* start Provided data *
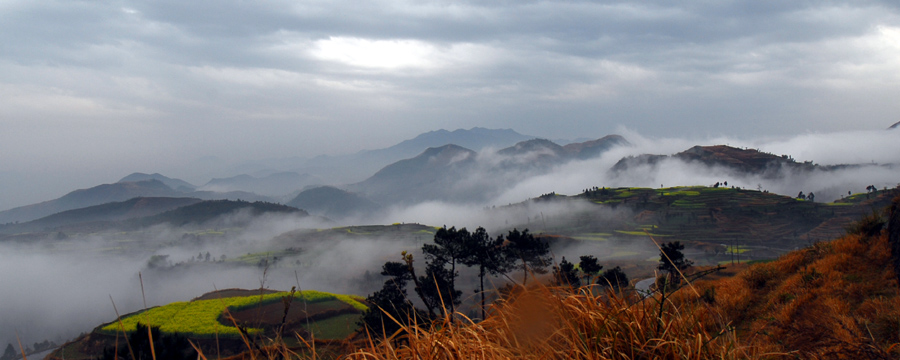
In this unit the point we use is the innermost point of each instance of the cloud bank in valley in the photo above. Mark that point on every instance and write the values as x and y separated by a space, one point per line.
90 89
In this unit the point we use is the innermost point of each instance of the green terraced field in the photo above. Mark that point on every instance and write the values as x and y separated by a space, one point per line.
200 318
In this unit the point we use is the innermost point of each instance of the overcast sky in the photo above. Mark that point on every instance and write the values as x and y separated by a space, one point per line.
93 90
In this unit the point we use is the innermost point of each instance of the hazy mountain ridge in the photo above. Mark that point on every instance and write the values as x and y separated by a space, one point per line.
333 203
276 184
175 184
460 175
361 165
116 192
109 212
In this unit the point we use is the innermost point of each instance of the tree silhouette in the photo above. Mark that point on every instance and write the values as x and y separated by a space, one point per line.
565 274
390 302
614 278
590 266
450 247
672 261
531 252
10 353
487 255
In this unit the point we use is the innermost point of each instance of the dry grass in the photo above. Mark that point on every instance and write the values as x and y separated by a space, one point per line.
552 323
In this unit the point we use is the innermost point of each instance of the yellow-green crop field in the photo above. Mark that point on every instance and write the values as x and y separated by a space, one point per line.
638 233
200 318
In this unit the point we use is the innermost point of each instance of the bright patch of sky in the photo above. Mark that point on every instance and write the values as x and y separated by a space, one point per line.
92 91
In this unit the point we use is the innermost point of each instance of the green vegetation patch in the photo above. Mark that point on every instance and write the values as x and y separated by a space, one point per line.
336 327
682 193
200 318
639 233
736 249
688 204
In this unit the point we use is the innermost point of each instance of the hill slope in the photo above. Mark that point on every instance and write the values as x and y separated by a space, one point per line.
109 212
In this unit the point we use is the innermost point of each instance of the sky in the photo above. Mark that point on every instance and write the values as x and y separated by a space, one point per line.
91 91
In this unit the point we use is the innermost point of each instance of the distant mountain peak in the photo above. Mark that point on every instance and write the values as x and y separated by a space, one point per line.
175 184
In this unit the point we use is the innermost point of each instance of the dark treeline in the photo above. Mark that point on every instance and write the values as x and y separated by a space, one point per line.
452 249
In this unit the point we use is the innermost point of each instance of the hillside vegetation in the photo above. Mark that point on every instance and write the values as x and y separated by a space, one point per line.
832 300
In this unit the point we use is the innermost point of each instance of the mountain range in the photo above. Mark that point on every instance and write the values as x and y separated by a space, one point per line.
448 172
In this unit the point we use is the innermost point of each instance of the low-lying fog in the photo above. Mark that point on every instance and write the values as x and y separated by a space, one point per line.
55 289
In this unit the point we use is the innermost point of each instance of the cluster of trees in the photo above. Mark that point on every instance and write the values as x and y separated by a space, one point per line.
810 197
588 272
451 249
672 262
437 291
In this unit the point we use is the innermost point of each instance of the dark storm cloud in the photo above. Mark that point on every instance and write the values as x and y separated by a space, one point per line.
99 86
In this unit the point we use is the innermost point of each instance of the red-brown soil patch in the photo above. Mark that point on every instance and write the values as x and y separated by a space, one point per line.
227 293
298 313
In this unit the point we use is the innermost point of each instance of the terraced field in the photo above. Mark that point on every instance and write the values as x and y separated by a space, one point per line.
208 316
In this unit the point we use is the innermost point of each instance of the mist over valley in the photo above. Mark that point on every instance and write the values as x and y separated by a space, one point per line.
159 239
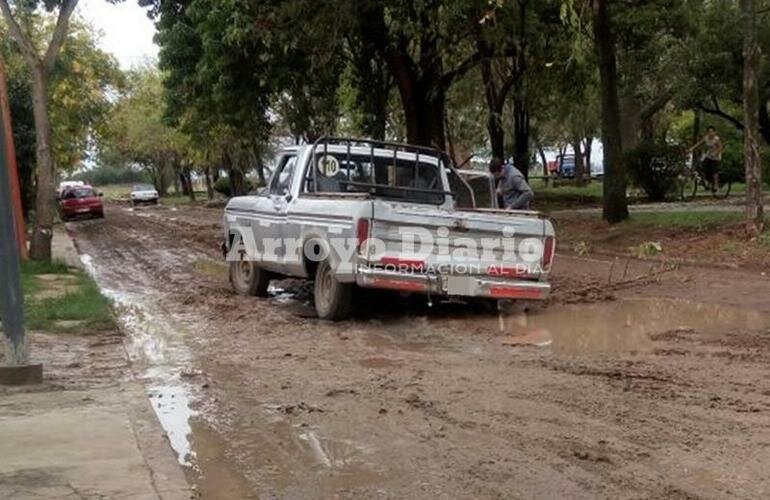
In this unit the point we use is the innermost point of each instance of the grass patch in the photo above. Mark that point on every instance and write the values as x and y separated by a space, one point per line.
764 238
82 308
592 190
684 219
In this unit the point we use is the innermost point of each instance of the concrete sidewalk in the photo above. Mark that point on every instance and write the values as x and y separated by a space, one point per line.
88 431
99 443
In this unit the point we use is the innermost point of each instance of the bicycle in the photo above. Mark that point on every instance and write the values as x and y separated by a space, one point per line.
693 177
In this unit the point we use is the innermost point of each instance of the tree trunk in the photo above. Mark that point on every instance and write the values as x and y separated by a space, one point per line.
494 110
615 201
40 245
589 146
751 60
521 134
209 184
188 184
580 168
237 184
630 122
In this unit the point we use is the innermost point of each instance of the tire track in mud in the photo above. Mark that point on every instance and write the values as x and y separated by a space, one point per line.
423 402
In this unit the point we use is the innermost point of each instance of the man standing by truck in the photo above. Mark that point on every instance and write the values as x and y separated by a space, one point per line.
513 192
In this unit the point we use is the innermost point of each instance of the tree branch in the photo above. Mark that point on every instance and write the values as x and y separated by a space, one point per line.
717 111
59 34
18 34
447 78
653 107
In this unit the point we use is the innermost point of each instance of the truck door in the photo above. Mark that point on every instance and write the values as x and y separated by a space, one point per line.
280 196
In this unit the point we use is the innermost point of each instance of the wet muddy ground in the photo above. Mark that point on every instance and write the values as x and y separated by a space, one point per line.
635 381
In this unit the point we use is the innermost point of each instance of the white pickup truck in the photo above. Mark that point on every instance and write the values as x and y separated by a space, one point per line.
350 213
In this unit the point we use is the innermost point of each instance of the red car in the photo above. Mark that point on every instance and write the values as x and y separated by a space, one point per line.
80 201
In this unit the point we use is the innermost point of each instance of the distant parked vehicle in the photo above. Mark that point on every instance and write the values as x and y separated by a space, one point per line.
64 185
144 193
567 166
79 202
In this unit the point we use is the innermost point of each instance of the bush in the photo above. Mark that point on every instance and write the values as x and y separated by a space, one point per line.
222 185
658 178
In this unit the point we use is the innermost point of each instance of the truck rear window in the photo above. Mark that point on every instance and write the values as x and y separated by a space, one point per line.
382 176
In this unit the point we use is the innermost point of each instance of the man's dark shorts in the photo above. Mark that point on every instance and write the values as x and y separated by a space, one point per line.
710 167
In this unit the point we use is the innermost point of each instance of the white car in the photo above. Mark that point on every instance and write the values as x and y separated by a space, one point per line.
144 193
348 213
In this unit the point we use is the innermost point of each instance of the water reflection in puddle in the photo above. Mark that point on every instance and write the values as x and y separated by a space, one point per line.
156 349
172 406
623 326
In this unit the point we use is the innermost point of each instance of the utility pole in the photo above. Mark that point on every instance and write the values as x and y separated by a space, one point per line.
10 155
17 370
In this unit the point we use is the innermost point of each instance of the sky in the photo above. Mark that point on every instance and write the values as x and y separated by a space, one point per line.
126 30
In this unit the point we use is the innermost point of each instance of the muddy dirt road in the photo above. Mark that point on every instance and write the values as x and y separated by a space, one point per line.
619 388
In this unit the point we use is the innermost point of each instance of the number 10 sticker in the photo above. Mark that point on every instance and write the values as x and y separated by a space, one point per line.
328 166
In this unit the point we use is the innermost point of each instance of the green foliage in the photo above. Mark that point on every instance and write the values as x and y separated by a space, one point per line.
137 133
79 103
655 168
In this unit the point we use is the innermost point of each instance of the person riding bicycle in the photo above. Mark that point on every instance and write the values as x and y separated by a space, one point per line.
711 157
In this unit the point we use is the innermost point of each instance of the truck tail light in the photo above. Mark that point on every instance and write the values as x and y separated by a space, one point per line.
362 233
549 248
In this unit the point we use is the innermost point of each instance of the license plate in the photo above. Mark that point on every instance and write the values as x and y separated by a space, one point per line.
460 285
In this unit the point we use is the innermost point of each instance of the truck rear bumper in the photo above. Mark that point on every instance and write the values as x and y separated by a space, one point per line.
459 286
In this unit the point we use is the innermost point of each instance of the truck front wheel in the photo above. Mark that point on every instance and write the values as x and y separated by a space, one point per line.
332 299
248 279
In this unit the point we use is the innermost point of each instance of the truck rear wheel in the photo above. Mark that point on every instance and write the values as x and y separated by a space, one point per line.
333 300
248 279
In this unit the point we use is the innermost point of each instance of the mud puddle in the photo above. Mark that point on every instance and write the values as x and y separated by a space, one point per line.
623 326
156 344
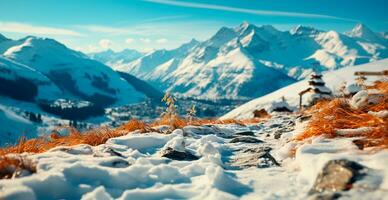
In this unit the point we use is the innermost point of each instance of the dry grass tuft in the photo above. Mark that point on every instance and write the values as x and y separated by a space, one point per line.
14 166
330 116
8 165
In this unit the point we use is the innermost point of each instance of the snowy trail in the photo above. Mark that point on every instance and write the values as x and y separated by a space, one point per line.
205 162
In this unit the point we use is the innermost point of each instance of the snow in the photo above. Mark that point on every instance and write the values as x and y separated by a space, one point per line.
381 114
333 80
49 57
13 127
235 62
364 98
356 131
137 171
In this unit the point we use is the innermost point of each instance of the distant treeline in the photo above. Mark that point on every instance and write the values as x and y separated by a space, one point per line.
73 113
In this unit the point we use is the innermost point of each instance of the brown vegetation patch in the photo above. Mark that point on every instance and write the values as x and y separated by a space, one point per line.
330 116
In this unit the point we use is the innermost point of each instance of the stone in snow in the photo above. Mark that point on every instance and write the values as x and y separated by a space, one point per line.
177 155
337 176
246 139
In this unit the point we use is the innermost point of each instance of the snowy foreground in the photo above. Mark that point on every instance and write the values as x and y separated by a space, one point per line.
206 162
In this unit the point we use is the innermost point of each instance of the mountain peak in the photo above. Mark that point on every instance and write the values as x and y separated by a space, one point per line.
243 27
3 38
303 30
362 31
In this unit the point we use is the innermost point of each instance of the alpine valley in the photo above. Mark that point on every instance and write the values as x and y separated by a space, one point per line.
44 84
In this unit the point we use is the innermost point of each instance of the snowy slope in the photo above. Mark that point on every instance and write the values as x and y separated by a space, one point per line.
* end Provided data *
* start Provided data *
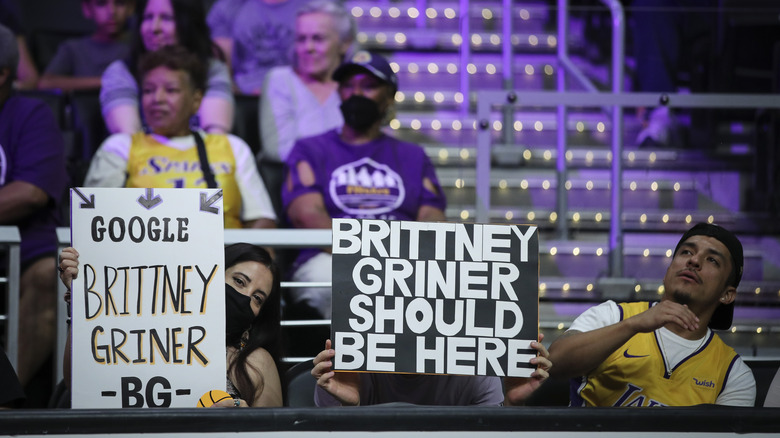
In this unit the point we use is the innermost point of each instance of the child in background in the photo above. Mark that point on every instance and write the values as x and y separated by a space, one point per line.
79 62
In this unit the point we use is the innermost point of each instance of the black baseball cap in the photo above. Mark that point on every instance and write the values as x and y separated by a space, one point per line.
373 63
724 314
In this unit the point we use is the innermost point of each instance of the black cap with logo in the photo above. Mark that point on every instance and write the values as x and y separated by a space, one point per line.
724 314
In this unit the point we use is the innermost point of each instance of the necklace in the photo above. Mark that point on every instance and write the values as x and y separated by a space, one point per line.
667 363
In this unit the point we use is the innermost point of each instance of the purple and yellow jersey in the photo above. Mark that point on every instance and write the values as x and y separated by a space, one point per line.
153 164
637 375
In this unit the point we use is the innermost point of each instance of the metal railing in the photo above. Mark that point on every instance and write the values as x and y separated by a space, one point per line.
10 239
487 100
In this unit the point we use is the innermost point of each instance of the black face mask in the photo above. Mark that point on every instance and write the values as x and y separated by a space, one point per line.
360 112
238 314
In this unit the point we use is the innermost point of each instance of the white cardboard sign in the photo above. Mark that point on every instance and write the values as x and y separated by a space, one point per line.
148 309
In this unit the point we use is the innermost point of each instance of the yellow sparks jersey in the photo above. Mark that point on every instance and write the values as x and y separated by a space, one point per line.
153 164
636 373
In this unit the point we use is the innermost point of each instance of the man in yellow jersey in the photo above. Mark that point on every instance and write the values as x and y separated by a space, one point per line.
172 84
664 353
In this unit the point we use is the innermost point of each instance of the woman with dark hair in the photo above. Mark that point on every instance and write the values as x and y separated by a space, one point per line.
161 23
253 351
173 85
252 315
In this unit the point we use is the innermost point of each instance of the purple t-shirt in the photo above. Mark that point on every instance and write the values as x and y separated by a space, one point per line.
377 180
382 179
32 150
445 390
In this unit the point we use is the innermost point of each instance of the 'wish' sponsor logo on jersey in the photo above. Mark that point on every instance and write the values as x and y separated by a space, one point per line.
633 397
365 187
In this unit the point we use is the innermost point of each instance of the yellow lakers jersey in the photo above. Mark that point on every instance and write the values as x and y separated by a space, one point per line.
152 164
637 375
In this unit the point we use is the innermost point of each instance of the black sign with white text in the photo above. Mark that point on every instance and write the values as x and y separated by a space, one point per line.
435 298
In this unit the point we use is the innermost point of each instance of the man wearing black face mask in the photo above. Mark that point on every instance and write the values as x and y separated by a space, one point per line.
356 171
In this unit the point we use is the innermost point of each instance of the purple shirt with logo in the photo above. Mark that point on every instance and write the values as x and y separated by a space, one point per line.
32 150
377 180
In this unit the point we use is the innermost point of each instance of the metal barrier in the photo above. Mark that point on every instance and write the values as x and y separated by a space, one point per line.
* end Provided data *
From the items above, pick out and copy every line that contains the word "peak". Case counts.

In this unit the point we use is the innermost point of each instance of the distant mountain peak in the photo above. Mark that point on every instance and write the values as x and y separated by a space, one point per line.
In this unit the point we use is the innermost point of each instance of the mountain peak in the photo above. Mark that point on every instance and write the values as x and y separated by a space, one point per line.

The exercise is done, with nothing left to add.